## EXERCISE A
Rewrite the part of the anxiety disorders text that opens with the words containing "Anxiety disorders are" and closes with "their day-to-day lives.", putting "marketing tool" in place of "manipulation tool".
## EXERCISE B
Carry on the anxiety disorders text from its last sentence.

Anxiety disorders are kind of misunderstood. Everyone has
anxiety, so I think some people don’t get what the big deal is. Anxiety disorders became a manipulation tool for doctors and the pharmaceutical
industry more readily than other disorders that could necessitate taking medicine because there is ostensibly an entire population of people who have symptoms. So it has become this sort of ‘where’s waldo?’ of people who actually
suffer from anxiety in their day-to-day lives.
Living with an anxiety disorder basically means that every
moment of your life has you on the edge of your seat, and not in a fun, roller
coaster way. You are constantly in this mode where you try to
prepare for an assumed disaster that might never come, a perpetual fight-or-flight. Most situations and
conversations toss you head first into a sea of “what ifs.” You basically are never relaxed. I don’t have the
ability to relax because there is always something to worry about.
And here’s where it’s a disorder: you lack the ability to
discern when anxiety is useful and when it is detrimental. I think normal
anxiety has its function. It’s like a preparation tool. But when you start
putting anxiety before everything in your life, you create this unyielding force
field of worry that follows you around wherever you go. No moment is sacred.

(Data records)
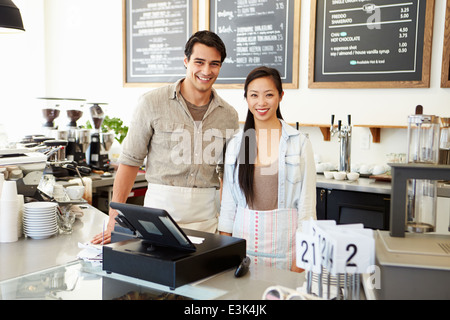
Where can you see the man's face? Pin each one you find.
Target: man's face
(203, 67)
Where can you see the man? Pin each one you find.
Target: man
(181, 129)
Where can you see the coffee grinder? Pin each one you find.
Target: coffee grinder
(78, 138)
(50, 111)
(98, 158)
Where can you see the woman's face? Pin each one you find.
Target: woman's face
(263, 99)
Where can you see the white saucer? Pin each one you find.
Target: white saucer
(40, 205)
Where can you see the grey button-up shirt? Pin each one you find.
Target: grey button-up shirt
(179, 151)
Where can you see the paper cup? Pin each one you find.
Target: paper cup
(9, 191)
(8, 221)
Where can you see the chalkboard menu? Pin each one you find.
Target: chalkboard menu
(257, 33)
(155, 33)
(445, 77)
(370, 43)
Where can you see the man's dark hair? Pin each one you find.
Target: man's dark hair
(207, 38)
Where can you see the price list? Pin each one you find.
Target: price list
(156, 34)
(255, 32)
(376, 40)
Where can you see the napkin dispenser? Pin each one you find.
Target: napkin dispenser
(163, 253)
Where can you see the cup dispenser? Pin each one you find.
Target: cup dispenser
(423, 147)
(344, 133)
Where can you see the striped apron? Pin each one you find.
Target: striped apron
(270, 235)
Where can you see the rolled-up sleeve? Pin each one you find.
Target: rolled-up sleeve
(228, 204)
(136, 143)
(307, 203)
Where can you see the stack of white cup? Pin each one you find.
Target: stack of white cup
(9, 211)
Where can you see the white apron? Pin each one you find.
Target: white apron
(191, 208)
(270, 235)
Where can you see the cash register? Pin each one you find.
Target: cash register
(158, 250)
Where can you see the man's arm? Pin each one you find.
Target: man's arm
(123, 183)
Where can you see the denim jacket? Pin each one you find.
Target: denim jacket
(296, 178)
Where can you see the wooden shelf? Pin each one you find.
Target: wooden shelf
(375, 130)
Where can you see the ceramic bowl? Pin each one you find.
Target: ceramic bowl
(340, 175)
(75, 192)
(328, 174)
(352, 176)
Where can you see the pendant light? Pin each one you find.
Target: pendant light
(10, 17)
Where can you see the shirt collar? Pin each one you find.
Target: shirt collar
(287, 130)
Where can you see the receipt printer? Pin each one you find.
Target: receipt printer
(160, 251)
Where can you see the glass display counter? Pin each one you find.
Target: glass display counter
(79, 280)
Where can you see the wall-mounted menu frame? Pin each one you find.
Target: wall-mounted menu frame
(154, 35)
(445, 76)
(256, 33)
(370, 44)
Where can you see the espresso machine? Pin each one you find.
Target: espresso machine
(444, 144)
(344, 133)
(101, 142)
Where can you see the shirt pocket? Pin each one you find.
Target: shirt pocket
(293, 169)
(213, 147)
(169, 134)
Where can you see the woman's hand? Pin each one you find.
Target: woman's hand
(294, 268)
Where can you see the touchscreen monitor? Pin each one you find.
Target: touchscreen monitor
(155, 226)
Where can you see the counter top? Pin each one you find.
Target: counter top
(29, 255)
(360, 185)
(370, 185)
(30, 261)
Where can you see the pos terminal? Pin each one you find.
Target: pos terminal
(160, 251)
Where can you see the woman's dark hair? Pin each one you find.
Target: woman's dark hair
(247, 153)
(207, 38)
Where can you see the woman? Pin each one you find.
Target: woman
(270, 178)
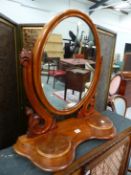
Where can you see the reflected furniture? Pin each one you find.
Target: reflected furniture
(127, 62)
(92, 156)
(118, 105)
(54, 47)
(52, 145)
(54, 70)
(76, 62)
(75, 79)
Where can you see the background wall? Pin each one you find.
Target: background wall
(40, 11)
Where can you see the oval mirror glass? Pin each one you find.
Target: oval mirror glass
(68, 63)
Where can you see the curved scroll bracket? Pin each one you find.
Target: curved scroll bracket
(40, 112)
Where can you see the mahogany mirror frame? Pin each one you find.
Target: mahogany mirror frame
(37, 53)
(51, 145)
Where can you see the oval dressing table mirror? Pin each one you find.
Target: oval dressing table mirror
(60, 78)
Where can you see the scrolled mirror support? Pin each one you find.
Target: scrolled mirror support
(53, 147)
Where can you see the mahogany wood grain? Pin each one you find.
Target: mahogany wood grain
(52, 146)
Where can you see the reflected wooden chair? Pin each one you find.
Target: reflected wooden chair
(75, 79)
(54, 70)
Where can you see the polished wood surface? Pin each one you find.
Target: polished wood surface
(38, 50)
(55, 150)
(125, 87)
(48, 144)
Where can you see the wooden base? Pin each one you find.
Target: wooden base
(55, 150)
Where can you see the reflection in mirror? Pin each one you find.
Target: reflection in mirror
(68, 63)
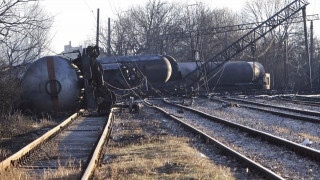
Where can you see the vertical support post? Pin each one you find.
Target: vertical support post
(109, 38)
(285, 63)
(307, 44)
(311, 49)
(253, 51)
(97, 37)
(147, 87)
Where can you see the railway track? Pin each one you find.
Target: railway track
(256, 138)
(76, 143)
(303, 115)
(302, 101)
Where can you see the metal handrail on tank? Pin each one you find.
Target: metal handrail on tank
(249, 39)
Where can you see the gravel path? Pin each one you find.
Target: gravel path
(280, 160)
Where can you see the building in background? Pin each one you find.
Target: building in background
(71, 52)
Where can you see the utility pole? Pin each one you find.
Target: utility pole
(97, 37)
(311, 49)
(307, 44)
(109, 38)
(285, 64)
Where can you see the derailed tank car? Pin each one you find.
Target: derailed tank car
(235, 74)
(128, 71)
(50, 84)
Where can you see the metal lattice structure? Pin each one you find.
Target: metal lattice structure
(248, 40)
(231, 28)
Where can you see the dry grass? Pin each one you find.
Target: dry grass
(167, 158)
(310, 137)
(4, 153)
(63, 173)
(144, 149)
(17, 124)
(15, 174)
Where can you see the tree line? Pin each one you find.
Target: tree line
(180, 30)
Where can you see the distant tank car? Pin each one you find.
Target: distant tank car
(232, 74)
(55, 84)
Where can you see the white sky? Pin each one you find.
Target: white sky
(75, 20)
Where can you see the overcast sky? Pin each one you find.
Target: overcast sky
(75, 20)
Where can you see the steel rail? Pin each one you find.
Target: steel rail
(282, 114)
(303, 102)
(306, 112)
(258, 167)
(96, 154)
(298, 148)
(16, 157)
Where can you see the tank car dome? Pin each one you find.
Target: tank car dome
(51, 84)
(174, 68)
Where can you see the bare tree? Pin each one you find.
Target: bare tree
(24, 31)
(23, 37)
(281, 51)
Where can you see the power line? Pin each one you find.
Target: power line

## REPLY A
Anxiety disorders are kind of misunderstood. Everyone has
anxiety, so I think some people don’t get what the big deal is. Anxiety disorders became a marketing tool for doctors and the pharmaceutical
industry more readily than other disorders that could necessitate taking medicine because there is ostensibly an entire population of people who have symptoms. So it has become this sort of ‘where’s waldo?’ of people who actually
suffer from anxiety in their day-to-day lives.

## REPLY B
So next time you are talking to someone with an anxiety
disorder, keep that in mind. It makes you do and say really weird things. It
makes a lot of people jittery. It makes you talk too much or too little.
Sometimes it just makes you say really weird things. Like today at the coffee
shop. I told the coffee guy that I was smarter than him while he got my coffee.
What? Why would I say that? My anxiety also makes me laugh a lot at weird and
inappropriate times. It makes me do the craziest things, really, now that I’m
thinking about it .So keep that in mind. It’s not me, it’s the anxiety. And a
little part just me, too.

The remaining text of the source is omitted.